**SUPPLIED PASSAGE**:
###
In a report dated 19 April, Edelweiss Securities Ltd analysts said absorption weakened across cities sequentially in Q1CY21, indicating the pandemic’s adverse impact. Consequently, supply declined 14% sequentially, vacancy levels inched up to 16.1%, rising 270 basis points (bps) year-on-year and 100bps quarter-on-quarter, they added. One basis point is one-hundredth of a percentage point.

“With vacancies rising, pressure on rents persisted with landlords being much more amenable to giving concessions. While around 32% of the supply in CY21 is already pre-committed, fresh leasing trajectory hinges on the pandemic’s trajectory hereon. In the near term, we believe supply will outstrip demand as the leasing trajectory continues to be in the slow lane. Consequently, vacancy levels will inch up in most cities. This will keep rents range-bound," added the Edelweiss report.

Amid this gloom, a ray of hope for the office leasing segment is emerging from the improving prospects of the Indian IT sector. The latest management commentaries by leading Indian IT services providers point to increased hiring in FY22.

For instance, Tata Consultancy Services Ltd seeks to hire around 40,000 freshers in this fiscal year, while peer Infosys Ltd is planning to recruit 26,000 freshers.

This is seen as a positive for the commercial real estate space as IT companies have been among the key demand drivers for offices in markets such as Bengaluru and Hyderabad.

This segment is estimated to have contributed an average of around 40% to overall office space demand in India over the past few years.

Further, industry experts are of the view that despite increased flexibility, companies will have to adopt de-densification measures to comply with social distancing norms.

Anarock Property Consultants anticipates an increase in per employee space requirements from 80 sq. ft during the pre-pandemic times to at least 120-130 sq. ft in a post-covid-19 set-up.

The Cushman and Wakefield report further said that flexible space leased by corporate clients increased by 58% y-o-y to 15,523 seats in Q1CY21.

Analysts said companies are increasingly adopting hybrid models, comprising flexible and upgradable workspaces, which is being seen as an affordable alternative in the current scenario and could drive office leasing demand going ahead.
###
**WORK ITEM**:
Please copy the office leasing passage word for word, from "Further, industry experts" to "a post-covid-19 set-up.".

**GIVEN INFORMATION**:
###
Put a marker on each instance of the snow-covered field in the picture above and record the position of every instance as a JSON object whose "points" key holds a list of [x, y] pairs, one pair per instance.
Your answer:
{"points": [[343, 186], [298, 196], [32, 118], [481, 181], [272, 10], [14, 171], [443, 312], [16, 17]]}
###
**WRITTEN ANSWER**:
Further, industry experts are of the view that despite increased flexibility, companies will have to adopt de-densification measures to comply with social distancing norms.

Anarock Property Consultants anticipates an increase in per employee space requirements from 80 sq. ft during the pre-pandemic times to at least 120-130 sq. ft in a post-covid-19 set-up.